[Natural language region descriptions]

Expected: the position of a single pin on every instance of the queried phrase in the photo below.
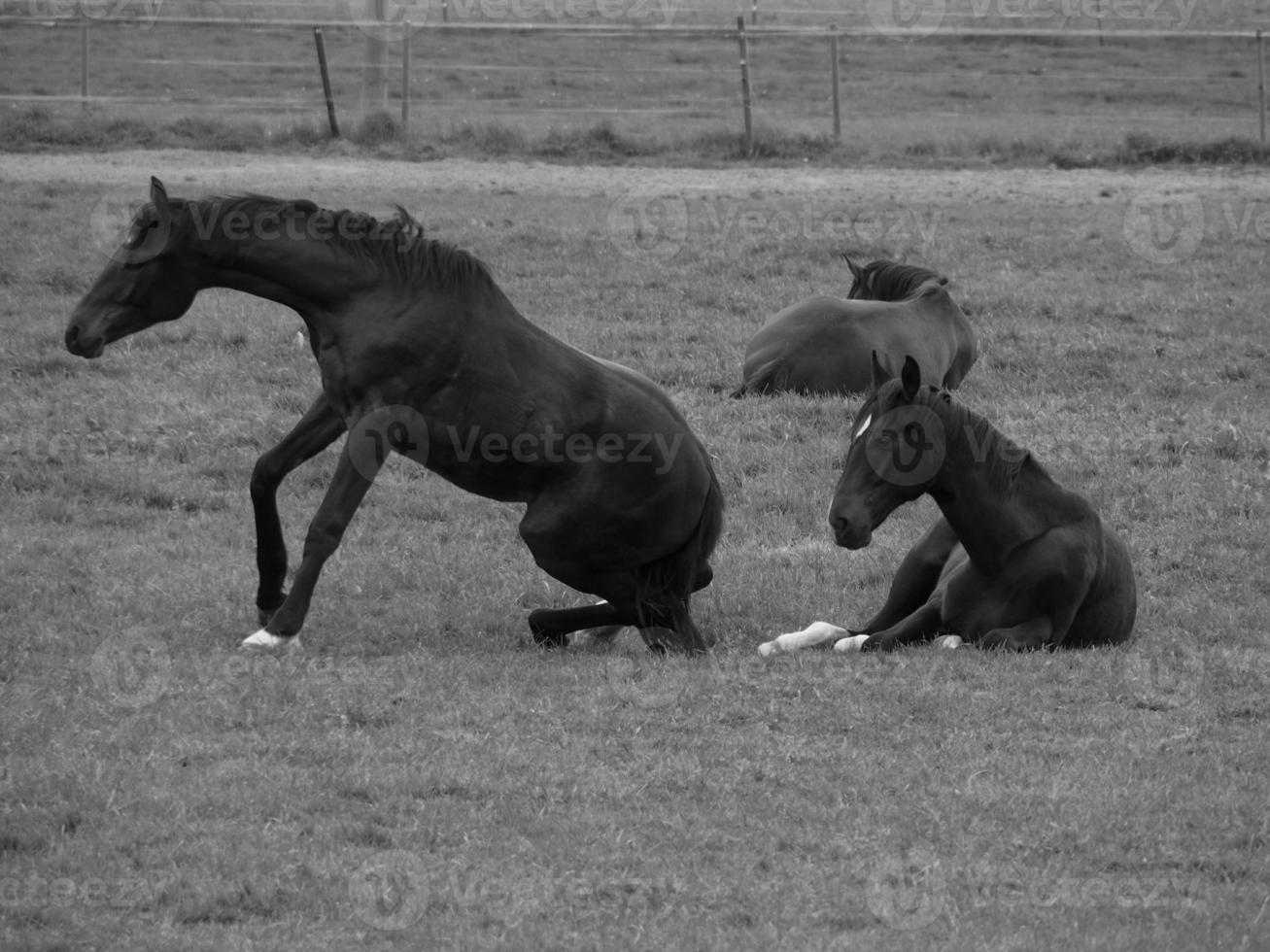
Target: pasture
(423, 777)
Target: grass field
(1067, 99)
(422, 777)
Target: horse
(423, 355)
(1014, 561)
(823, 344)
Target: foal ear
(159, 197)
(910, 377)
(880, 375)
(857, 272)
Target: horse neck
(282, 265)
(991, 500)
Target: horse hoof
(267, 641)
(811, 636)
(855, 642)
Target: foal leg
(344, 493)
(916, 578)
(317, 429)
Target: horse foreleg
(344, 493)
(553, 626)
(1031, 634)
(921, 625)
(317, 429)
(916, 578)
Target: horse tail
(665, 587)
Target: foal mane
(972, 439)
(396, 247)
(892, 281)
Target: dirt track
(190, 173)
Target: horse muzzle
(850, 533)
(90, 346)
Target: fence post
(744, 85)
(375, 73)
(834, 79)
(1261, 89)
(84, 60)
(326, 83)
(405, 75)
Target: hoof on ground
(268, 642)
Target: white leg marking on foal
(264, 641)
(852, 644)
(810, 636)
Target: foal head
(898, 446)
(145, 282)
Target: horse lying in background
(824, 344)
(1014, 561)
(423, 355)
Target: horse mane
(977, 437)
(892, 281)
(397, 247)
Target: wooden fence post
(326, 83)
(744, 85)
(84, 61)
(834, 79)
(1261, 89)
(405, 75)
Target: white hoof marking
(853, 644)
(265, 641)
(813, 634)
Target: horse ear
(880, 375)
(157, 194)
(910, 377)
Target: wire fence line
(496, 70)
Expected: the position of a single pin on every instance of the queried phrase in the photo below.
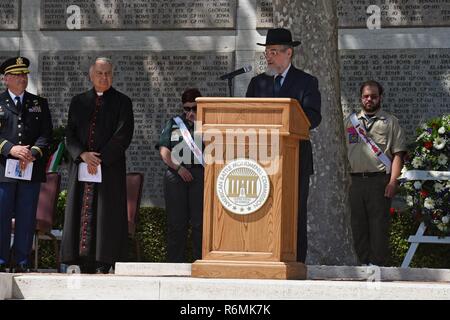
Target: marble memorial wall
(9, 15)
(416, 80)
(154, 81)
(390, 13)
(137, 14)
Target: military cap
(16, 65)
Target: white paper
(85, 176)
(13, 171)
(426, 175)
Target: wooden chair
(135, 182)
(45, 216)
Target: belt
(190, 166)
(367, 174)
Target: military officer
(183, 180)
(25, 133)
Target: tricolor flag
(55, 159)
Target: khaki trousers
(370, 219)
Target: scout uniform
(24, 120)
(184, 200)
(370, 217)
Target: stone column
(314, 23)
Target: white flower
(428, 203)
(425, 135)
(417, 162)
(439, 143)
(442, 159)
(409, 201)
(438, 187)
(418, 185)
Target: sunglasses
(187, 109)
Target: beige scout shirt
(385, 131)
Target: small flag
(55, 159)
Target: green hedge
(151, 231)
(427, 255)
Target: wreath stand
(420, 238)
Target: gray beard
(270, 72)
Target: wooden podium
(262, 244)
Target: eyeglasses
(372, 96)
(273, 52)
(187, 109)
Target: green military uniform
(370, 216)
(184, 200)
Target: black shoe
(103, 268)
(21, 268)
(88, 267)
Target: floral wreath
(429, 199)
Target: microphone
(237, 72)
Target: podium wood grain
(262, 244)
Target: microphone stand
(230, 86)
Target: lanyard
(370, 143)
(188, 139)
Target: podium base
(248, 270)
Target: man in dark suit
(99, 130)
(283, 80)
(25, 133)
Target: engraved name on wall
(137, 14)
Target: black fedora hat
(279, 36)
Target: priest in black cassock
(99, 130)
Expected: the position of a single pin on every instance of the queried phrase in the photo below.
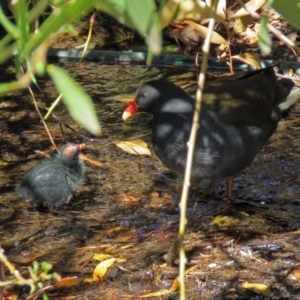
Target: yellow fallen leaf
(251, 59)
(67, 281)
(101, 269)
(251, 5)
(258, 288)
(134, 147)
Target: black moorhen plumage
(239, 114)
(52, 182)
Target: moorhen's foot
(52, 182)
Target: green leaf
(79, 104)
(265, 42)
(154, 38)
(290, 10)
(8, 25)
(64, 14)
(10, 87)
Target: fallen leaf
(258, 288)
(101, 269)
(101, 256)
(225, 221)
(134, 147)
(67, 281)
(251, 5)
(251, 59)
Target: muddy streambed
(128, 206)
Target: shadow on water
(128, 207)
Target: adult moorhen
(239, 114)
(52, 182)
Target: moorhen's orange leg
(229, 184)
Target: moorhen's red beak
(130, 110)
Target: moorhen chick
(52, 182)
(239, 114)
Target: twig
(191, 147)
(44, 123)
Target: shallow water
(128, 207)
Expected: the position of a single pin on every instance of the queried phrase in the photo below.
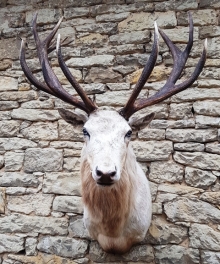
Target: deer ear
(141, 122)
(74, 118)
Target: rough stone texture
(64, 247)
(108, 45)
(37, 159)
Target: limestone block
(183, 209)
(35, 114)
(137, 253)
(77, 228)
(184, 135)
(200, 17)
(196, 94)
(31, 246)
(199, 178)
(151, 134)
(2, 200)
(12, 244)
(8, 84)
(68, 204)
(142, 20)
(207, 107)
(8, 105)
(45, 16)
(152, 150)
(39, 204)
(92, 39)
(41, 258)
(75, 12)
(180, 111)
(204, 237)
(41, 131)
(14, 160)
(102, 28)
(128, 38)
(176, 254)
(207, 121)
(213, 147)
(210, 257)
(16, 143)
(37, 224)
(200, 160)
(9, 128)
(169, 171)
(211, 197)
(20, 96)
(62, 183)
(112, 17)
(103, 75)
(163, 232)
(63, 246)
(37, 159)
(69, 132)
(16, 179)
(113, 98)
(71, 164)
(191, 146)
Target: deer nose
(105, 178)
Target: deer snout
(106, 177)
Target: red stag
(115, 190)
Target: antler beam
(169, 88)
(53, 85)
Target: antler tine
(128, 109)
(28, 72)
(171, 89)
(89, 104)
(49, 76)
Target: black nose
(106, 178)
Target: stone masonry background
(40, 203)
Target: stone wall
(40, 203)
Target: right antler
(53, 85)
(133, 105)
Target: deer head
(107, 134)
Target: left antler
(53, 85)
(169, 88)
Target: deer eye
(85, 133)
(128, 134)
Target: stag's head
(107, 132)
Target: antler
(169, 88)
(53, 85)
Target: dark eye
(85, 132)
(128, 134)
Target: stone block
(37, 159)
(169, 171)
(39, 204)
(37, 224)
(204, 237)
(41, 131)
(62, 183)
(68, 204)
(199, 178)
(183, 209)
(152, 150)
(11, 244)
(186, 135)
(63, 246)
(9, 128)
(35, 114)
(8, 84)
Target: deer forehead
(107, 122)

### Exercise instructions:
Return each entry exactly as it appears above, but exclude the pictures.

### Answer to this exercise:
Expected: the position of a single pin on every instance of the queried phrase in the photo below.
Target: pasture
(423, 777)
Target: grass field
(1067, 99)
(422, 777)
Target: horse
(423, 355)
(1014, 561)
(823, 344)
Target: foal ear
(159, 197)
(910, 377)
(880, 375)
(857, 272)
Target: horse neck
(282, 265)
(991, 500)
Target: horse hoof
(267, 641)
(811, 636)
(855, 642)
Target: foal leg
(344, 493)
(916, 578)
(317, 429)
Target: horse foreleg
(344, 493)
(553, 626)
(1031, 634)
(921, 625)
(317, 429)
(916, 578)
Target: horse tail
(665, 587)
Target: foal mane
(972, 439)
(396, 247)
(892, 281)
Target: dirt track
(190, 173)
Target: horse muzzle
(850, 533)
(90, 346)
Target: fence post
(744, 85)
(375, 73)
(834, 79)
(1261, 89)
(84, 60)
(326, 83)
(405, 75)
Target: hoof on ground
(268, 642)
Target: white leg marking on foal
(264, 641)
(852, 644)
(810, 636)
Target: foal head
(898, 446)
(145, 282)
Target: horse lying in background
(824, 344)
(1014, 561)
(423, 355)
Target: horse mane
(977, 437)
(892, 281)
(397, 247)
Target: wooden fence post
(326, 83)
(744, 85)
(84, 61)
(834, 79)
(1261, 89)
(405, 75)
Target: white hoof marking
(853, 644)
(265, 641)
(813, 634)
Target: horse ear
(880, 375)
(157, 194)
(910, 377)
Target: wire fence line
(496, 70)
Expected: the position of a single pin on every instance of the queried phrase in the photo below.
Target: marble memorial wall
(9, 15)
(416, 80)
(154, 81)
(390, 13)
(137, 14)
Target: military cap
(16, 65)
Target: white paper
(85, 176)
(13, 171)
(426, 175)
Target: wooden chair
(135, 182)
(45, 216)
Target: belt
(190, 166)
(367, 174)
Target: military officer
(183, 180)
(25, 133)
Target: tricolor flag
(55, 159)
Target: khaki trousers
(370, 219)
Target: scout uniform
(24, 120)
(184, 200)
(370, 217)
Target: stone column
(314, 23)
Target: white flower
(428, 203)
(425, 135)
(417, 162)
(439, 143)
(442, 159)
(409, 201)
(438, 187)
(418, 185)
Target: sunglasses
(187, 109)
Target: beige scout shirt
(385, 131)
Target: small flag
(55, 159)
Target: green hedge
(151, 231)
(427, 255)
Target: wreath stand
(420, 238)
Target: gray beard
(270, 72)
Target: wooden podium
(262, 244)
Target: eyeglasses
(372, 96)
(273, 52)
(187, 109)
Target: green military uniform
(370, 216)
(184, 200)
Target: black shoe
(103, 268)
(21, 268)
(88, 267)
Target: floral wreath
(429, 199)
Target: microphone
(237, 72)
Target: podium wood grain
(262, 244)
Target: microphone stand
(230, 86)
Target: lanyard
(370, 143)
(188, 139)
Target: podium base
(248, 270)
Target: man in dark suit
(99, 130)
(283, 80)
(25, 133)
Target: engraved name on wall
(137, 14)
Target: black fedora hat
(279, 36)
Target: priest in black cassock
(99, 130)
Expected: the position of a single pin on every instance of the queried phrase in the photo below.
Target: yellow fallen leaf
(251, 59)
(67, 281)
(101, 269)
(251, 5)
(258, 288)
(134, 147)
Target: black moorhen plumage
(239, 114)
(52, 182)
Target: moorhen's foot
(52, 182)
Target: green leaf
(79, 104)
(265, 42)
(154, 38)
(290, 10)
(8, 25)
(64, 14)
(10, 87)
Target: fallen leaf
(258, 288)
(101, 269)
(101, 256)
(225, 221)
(134, 147)
(67, 281)
(251, 5)
(251, 59)
Target: muddy streambed
(128, 206)
Target: shadow on water
(128, 207)
Target: adult moorhen
(239, 114)
(52, 182)
Target: moorhen's orange leg
(229, 184)
Target: moorhen's red beak
(130, 110)
Target: moorhen chick
(52, 182)
(239, 114)
Target: twig
(191, 147)
(44, 123)
Target: shallow water
(128, 207)
Expected: the position of a single pin on every instance of the queried phrase in the photo below.
Target: deer ear
(141, 122)
(74, 118)
Target: rough stone texture
(64, 247)
(108, 45)
(37, 159)
Target: limestone block
(183, 209)
(35, 114)
(137, 253)
(77, 228)
(184, 135)
(200, 17)
(196, 94)
(31, 246)
(199, 178)
(151, 134)
(2, 200)
(12, 244)
(8, 84)
(68, 204)
(142, 20)
(207, 107)
(8, 105)
(45, 16)
(152, 150)
(39, 204)
(92, 39)
(41, 258)
(75, 12)
(180, 111)
(204, 237)
(41, 131)
(14, 160)
(102, 28)
(128, 38)
(176, 254)
(207, 121)
(213, 147)
(210, 257)
(16, 143)
(37, 224)
(200, 160)
(9, 128)
(169, 171)
(211, 197)
(20, 96)
(62, 183)
(112, 17)
(103, 75)
(163, 232)
(63, 246)
(37, 159)
(69, 132)
(16, 179)
(113, 98)
(71, 164)
(191, 146)
Target: deer nose
(105, 178)
Target: deer snout
(106, 177)
Target: red stag
(115, 190)
Target: antler beam
(169, 88)
(53, 85)
Target: antler tine
(128, 109)
(28, 72)
(171, 89)
(89, 104)
(49, 76)
Target: black nose
(106, 178)
Target: stone masonry background
(40, 203)
Target: stone wall
(40, 203)
Target: right antler
(53, 85)
(133, 105)
Target: deer head
(107, 134)
Target: left antler
(53, 85)
(169, 88)
Target: deer eye
(85, 133)
(128, 134)
Target: stag's head
(107, 132)
Target: antler
(169, 88)
(53, 85)
Target: dark eye
(85, 132)
(128, 134)
Target: stone block
(37, 159)
(169, 171)
(39, 204)
(37, 224)
(204, 237)
(41, 131)
(62, 183)
(68, 204)
(199, 178)
(183, 209)
(152, 150)
(11, 244)
(186, 135)
(63, 246)
(9, 128)
(35, 114)
(8, 84)
Target: deer forehead
(107, 122)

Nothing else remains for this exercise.